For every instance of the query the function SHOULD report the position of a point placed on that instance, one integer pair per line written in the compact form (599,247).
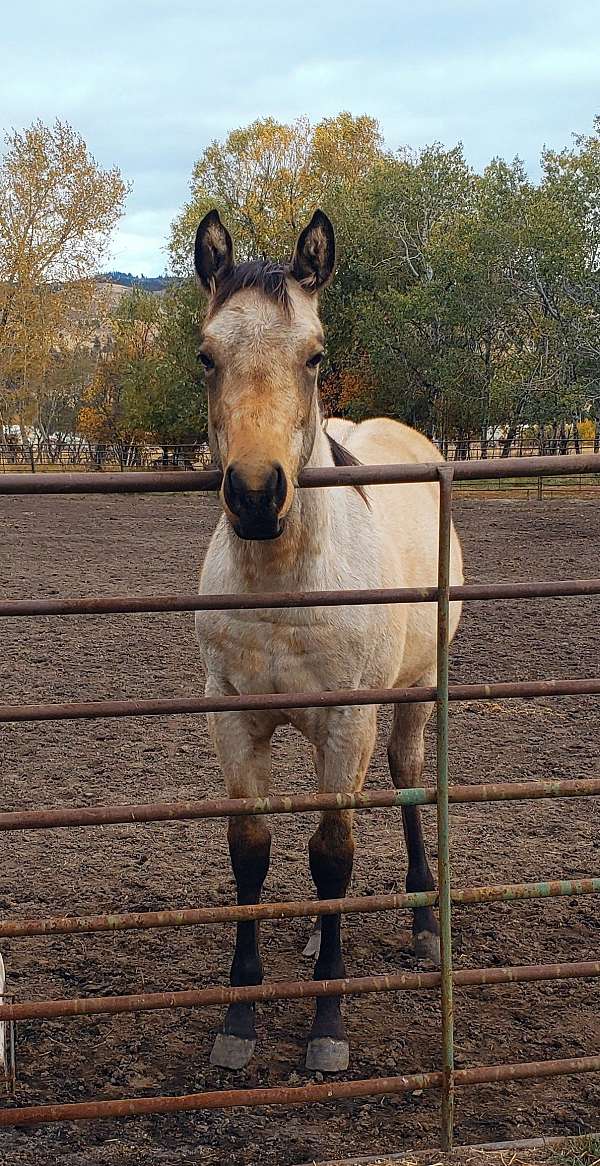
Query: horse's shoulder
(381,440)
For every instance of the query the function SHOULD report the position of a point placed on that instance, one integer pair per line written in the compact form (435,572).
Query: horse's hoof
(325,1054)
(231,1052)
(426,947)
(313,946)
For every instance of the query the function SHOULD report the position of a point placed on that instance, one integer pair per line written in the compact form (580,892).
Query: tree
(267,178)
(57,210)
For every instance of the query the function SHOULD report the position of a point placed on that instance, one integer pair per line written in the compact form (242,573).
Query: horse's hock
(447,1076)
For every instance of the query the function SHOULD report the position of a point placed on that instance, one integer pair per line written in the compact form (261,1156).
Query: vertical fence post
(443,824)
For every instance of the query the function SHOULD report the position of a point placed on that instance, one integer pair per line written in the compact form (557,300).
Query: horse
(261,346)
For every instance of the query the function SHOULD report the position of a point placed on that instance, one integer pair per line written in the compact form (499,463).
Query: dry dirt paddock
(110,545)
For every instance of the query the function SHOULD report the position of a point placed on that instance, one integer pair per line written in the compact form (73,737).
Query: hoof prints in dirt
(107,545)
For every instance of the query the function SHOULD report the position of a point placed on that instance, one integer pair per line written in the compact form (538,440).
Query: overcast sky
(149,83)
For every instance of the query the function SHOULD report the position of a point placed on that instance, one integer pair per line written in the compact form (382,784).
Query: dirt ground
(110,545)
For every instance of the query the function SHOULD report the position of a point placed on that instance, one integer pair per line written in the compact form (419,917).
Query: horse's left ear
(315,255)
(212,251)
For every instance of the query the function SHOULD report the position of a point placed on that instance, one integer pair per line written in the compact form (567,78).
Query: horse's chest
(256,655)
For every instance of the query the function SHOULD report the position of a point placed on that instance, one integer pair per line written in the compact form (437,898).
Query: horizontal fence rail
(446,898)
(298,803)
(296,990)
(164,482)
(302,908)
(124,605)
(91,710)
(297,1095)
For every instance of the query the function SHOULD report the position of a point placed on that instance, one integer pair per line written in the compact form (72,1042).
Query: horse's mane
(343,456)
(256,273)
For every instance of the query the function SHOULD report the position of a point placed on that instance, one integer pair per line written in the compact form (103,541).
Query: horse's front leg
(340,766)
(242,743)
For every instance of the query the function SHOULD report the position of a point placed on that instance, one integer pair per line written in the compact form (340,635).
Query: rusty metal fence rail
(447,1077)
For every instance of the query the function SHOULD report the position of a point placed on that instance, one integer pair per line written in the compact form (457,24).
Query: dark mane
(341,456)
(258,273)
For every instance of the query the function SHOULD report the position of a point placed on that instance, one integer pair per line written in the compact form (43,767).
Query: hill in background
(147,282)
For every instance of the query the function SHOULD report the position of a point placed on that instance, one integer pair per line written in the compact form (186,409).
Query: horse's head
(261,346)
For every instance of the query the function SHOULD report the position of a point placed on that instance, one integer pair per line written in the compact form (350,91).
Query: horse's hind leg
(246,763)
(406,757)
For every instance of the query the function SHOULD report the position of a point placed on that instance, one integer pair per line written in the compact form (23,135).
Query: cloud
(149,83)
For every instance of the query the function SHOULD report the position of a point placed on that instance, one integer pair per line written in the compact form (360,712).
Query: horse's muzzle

EXERCISE: Give back the full listing exactly as written, only without its pictures.

RESPONSE AREA:
For every instance of the query the function SHOULD report the position of a point placed on that instance, one integer pair per line written in the compact form (599,247).
Query: horse's shoulder
(381,440)
For every instance of the query the function SHOULD report the position of a point placed on that instance, one integer pair per line written in the compact form (435,572).
Query: horse's hoof
(325,1054)
(231,1052)
(426,947)
(313,946)
For every instance of the query the function SHOULD report the position of a point placed on that instance, one integer pair per line written in the compact form (580,892).
Query: tree
(267,178)
(57,210)
For every instance of the query the function SHOULD report the position of a point placed on that instance, one integer pair per line written in the compact form (242,573).
Query: horse's hock
(447,1076)
For every instance of the query the function SHOULD report the position of a point placed on that instance, one integer pair per line written in the compact form (261,1156).
Query: vertical fence post
(443,824)
For every instance of the query the function SHOULD report the position of a point placed on that instance, one integer pair per line written in the compact form (557,300).
Query: horse
(261,346)
For every instance of the query the function SHOULD report the position of a point placed on that instance, one integer pair per line written in the compact form (499,463).
Query: dry dirt paddock
(110,545)
For every instance of the query the function SHOULD report the position of a point placed on that instance, one integer pair per line written in the compact form (73,737).
Query: hoof prints in dirt
(107,545)
For every instance of the query the function SHOULD report the position of a point placed on that instance, one integer pair per line written in the compact form (538,440).
Query: overcast sky
(149,83)
For every instance of the query the function SHOULD report the position of a point placed on that instance, one integer pair per line written in the compact form (382,784).
Query: dirt ground
(110,545)
For every instance of the query the function SHOULD report the position of a point placed on that instance, one integer pair per line written in the compact form (419,917).
Query: horse's left ear
(315,255)
(212,251)
For every instance of the query the function SHOULD report the position of a point placed on that instance, one integer pair per line written in the compact form (567,78).
Query: horse's chest
(256,655)
For every instance of the query the function SHOULD report the position of a point placed on that instance, one integer pair per line written in the compact form (437,898).
Query: horizontal fence rail
(446,898)
(298,803)
(296,990)
(164,482)
(302,908)
(124,605)
(91,710)
(297,1095)
For every instance of the query the function SHOULD report the position of a point placed on that instance, one integer pair per line written in the compact form (72,1042).
Query: horse's mane
(343,456)
(256,273)
For every instance of the query the function SHOULD report the position of a point placed on that instance, one integer pair per line written in the compact form (103,541).
Query: horse's front leg
(340,766)
(242,743)
For every instance of the query the function SHOULD report the position of a point placed on that instance, one integer pair per line written in the compact form (340,635).
Query: rusty metal fence rail
(447,1077)
For every instance of the query the function SHOULD report the position of a point placed on that instance, one integer pair per line written in the compact form (457,24).
Query: dark mane
(341,456)
(258,273)
For every instance of the query the function SHOULD report the position of a point placed on that instance, one integer pair per line written in the compact form (43,767).
Query: hill in background
(147,282)
For every instance of the query the function SHOULD report the position of a point placed on that instance, one integer pair per line written in the compact form (186,409).
Query: horse's head
(261,346)
For every instance of the query the function SHOULD report the position of a point placed on that instance, one integer pair per line written in the compact form (350,91).
Query: horse's hind leg
(246,763)
(406,757)
For every instance of the query the function SHOULD report the position of a point placed on that instance, one integer pair per line written in the compact form (23,135).
Query: cloud
(149,83)
For every instance of the query the function SHOULD report the position of a point placed on that instance, one integer pair per line written in the compact form (360,712).
Query: horse's muzzle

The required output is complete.